Locate every line in the records below that contains the string "balcony", and reproduce each such line in full. Matching is case-sensitive.
======== DATASET ========
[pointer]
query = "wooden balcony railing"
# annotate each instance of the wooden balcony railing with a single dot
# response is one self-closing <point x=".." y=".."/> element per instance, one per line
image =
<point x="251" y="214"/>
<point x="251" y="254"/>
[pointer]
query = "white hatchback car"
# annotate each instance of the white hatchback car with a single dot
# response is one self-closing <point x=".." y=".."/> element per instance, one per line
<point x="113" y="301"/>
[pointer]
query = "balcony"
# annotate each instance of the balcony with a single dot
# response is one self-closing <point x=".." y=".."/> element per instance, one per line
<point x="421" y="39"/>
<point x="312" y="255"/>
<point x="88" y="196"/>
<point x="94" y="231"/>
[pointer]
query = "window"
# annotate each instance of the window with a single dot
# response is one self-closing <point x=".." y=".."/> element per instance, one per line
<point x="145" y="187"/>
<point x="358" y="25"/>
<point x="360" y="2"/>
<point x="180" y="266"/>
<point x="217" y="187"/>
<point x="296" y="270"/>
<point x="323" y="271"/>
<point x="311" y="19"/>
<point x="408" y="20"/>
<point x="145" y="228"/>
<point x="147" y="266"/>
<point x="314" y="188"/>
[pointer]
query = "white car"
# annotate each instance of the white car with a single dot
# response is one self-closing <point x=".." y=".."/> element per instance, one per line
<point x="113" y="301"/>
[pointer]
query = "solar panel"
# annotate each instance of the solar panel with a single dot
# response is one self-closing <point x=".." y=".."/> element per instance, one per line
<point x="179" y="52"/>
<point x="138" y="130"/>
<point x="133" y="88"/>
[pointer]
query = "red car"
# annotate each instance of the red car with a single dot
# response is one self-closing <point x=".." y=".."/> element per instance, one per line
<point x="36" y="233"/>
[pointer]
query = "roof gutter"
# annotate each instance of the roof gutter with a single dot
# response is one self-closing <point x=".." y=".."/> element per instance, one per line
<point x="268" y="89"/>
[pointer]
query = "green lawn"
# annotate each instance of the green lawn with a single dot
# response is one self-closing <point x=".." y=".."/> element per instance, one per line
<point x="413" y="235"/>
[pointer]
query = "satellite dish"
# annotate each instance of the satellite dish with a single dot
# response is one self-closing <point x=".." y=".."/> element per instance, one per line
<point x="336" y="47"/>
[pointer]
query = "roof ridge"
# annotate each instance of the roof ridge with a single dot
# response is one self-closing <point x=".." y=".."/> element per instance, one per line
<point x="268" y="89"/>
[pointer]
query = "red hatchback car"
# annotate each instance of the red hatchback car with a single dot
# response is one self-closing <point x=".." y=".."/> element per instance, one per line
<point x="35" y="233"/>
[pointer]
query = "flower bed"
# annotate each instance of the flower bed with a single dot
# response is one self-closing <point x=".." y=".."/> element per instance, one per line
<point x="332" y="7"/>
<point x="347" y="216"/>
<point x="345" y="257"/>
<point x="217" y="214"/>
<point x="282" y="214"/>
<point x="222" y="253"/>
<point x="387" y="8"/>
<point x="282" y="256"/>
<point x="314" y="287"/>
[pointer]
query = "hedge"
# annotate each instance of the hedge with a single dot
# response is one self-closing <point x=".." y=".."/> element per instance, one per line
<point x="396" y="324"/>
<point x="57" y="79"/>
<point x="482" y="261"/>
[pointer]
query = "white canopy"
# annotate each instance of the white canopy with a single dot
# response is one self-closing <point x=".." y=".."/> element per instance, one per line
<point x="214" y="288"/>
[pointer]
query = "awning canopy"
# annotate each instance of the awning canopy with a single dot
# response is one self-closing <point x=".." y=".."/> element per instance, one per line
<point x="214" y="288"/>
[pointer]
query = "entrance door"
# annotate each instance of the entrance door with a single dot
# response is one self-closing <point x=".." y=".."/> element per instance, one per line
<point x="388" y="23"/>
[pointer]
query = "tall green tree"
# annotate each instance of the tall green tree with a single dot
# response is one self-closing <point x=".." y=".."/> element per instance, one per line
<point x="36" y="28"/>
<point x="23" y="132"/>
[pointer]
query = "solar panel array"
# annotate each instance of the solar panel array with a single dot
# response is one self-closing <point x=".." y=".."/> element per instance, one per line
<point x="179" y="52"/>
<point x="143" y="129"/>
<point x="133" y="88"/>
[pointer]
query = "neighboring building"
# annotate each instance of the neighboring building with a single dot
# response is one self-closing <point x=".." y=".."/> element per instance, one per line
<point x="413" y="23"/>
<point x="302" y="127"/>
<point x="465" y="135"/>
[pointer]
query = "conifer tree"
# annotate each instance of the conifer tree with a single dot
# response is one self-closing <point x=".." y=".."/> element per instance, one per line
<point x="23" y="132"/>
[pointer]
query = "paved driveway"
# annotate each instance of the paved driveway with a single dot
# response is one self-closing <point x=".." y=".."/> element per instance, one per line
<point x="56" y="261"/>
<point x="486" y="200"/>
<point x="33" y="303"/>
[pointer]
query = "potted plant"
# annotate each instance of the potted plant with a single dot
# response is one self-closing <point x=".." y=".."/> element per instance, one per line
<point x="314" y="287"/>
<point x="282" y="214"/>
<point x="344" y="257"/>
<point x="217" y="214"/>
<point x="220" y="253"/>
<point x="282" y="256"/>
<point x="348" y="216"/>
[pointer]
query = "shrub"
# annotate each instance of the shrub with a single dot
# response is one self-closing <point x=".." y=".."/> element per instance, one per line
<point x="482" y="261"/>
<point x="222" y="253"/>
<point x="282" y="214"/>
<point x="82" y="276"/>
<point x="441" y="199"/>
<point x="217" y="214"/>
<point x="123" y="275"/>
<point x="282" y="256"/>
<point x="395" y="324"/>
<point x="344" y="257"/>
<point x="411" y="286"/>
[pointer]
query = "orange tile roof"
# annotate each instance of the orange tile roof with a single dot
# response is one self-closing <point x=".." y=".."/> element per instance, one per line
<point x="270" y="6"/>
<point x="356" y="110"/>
========
# ANSWER BELOW:
query = "wooden balcony railing"
# annotate each instance of the wooden balcony railing with a single dot
query = "balcony"
# annotate each instance of the balcony with a single dot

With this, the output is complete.